--- Exercise instructions ---
Pick out every line in the rows below that contains the word "church", and copy each one in full.

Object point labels
★ ★ ★ ★

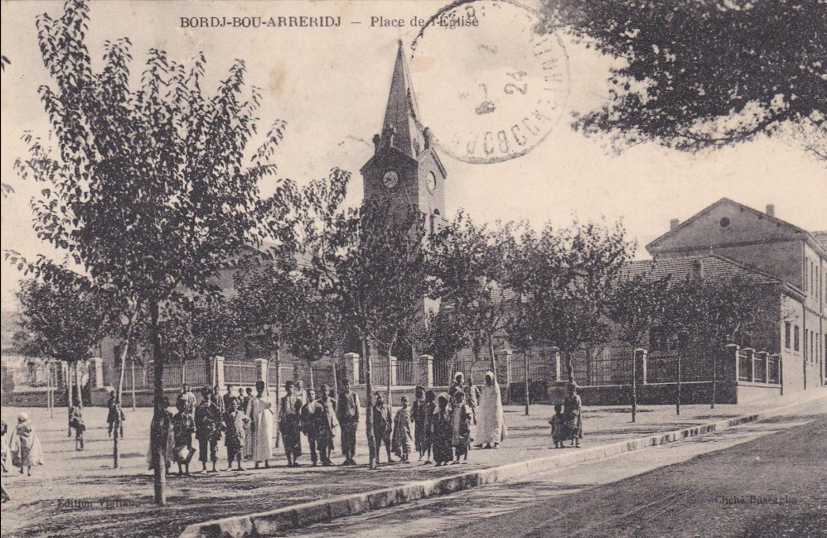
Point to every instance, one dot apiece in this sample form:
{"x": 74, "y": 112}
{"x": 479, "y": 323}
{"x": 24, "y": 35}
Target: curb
{"x": 276, "y": 522}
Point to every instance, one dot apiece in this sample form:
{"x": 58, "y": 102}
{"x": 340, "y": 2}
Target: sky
{"x": 330, "y": 85}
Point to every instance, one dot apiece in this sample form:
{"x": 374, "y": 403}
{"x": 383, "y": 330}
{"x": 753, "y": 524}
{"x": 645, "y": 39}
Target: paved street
{"x": 758, "y": 479}
{"x": 40, "y": 503}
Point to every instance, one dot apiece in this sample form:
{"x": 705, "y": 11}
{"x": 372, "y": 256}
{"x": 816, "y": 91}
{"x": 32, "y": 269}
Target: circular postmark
{"x": 489, "y": 86}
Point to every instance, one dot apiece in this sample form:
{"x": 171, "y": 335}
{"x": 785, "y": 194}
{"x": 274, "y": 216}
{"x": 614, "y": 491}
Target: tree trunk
{"x": 714, "y": 378}
{"x": 368, "y": 409}
{"x": 678, "y": 388}
{"x": 634, "y": 385}
{"x": 390, "y": 376}
{"x": 116, "y": 426}
{"x": 276, "y": 354}
{"x": 78, "y": 384}
{"x": 69, "y": 397}
{"x": 159, "y": 478}
{"x": 525, "y": 382}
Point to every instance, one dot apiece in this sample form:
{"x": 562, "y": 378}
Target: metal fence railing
{"x": 239, "y": 373}
{"x": 774, "y": 370}
{"x": 406, "y": 372}
{"x": 745, "y": 364}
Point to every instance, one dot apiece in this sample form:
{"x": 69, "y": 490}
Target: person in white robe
{"x": 260, "y": 412}
{"x": 491, "y": 430}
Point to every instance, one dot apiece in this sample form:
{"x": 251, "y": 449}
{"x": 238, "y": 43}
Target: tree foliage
{"x": 695, "y": 74}
{"x": 150, "y": 190}
{"x": 63, "y": 319}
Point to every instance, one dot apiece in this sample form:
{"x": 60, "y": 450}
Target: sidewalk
{"x": 39, "y": 506}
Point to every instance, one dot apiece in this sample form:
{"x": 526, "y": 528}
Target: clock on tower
{"x": 405, "y": 168}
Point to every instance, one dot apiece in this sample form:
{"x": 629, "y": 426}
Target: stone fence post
{"x": 217, "y": 371}
{"x": 350, "y": 368}
{"x": 261, "y": 371}
{"x": 393, "y": 373}
{"x": 426, "y": 371}
{"x": 96, "y": 373}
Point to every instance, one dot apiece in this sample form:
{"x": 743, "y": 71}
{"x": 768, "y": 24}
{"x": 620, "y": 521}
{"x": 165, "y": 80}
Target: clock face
{"x": 390, "y": 179}
{"x": 431, "y": 182}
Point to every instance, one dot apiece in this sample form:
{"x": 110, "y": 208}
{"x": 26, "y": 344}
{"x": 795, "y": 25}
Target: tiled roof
{"x": 821, "y": 237}
{"x": 714, "y": 266}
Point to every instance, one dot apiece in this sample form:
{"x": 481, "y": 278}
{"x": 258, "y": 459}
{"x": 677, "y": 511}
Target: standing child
{"x": 461, "y": 418}
{"x": 183, "y": 426}
{"x": 161, "y": 432}
{"x": 420, "y": 416}
{"x": 402, "y": 438}
{"x": 208, "y": 428}
{"x": 25, "y": 445}
{"x": 430, "y": 409}
{"x": 558, "y": 433}
{"x": 236, "y": 424}
{"x": 310, "y": 413}
{"x": 441, "y": 432}
{"x": 325, "y": 426}
{"x": 382, "y": 427}
{"x": 76, "y": 422}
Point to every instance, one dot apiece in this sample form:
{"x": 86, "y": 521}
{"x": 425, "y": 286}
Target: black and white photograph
{"x": 413, "y": 268}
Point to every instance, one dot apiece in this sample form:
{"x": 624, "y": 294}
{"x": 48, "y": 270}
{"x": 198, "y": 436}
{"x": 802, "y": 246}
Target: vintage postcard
{"x": 414, "y": 268}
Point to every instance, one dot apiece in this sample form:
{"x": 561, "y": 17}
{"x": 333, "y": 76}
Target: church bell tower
{"x": 405, "y": 168}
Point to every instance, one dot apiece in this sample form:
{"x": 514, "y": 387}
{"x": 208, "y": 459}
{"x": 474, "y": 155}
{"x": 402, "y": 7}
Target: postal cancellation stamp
{"x": 507, "y": 83}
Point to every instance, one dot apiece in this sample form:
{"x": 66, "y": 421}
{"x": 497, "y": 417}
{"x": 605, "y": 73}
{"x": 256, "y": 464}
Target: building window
{"x": 787, "y": 335}
{"x": 796, "y": 339}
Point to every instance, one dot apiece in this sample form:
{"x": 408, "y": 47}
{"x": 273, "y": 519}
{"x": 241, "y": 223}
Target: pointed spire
{"x": 400, "y": 127}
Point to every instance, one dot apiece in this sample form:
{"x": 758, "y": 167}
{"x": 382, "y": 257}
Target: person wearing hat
{"x": 208, "y": 426}
{"x": 290, "y": 424}
{"x": 260, "y": 413}
{"x": 572, "y": 418}
{"x": 25, "y": 445}
{"x": 347, "y": 411}
{"x": 441, "y": 432}
{"x": 161, "y": 433}
{"x": 325, "y": 426}
{"x": 183, "y": 426}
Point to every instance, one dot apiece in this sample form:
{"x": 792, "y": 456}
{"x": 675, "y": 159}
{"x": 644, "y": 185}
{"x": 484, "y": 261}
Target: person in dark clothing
{"x": 347, "y": 411}
{"x": 382, "y": 426}
{"x": 325, "y": 427}
{"x": 441, "y": 432}
{"x": 115, "y": 417}
{"x": 208, "y": 426}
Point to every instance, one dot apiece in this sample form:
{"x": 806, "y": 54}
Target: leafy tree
{"x": 150, "y": 191}
{"x": 695, "y": 74}
{"x": 64, "y": 318}
{"x": 705, "y": 314}
{"x": 369, "y": 262}
{"x": 471, "y": 266}
{"x": 567, "y": 294}
{"x": 635, "y": 306}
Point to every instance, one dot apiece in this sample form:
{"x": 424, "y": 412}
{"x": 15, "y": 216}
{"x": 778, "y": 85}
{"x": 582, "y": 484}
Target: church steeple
{"x": 401, "y": 127}
{"x": 405, "y": 169}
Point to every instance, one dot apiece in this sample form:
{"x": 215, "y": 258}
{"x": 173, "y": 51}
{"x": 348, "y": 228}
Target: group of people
{"x": 442, "y": 427}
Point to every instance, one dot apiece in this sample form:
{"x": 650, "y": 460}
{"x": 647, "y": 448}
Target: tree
{"x": 370, "y": 263}
{"x": 64, "y": 318}
{"x": 470, "y": 264}
{"x": 702, "y": 74}
{"x": 150, "y": 192}
{"x": 635, "y": 306}
{"x": 568, "y": 291}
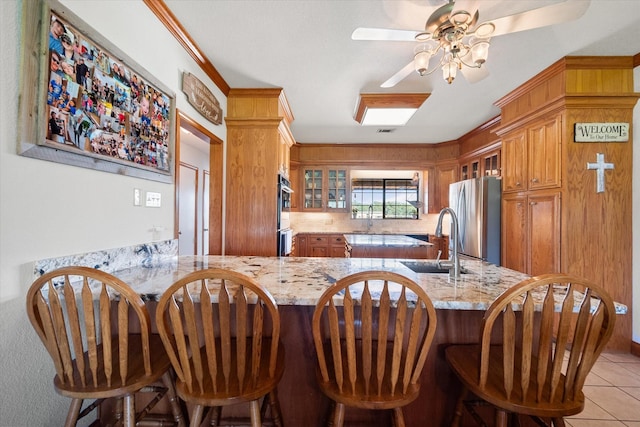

★ ★ ★ ★

--- Exercise result ---
Target: church bell tower
Target: church steeple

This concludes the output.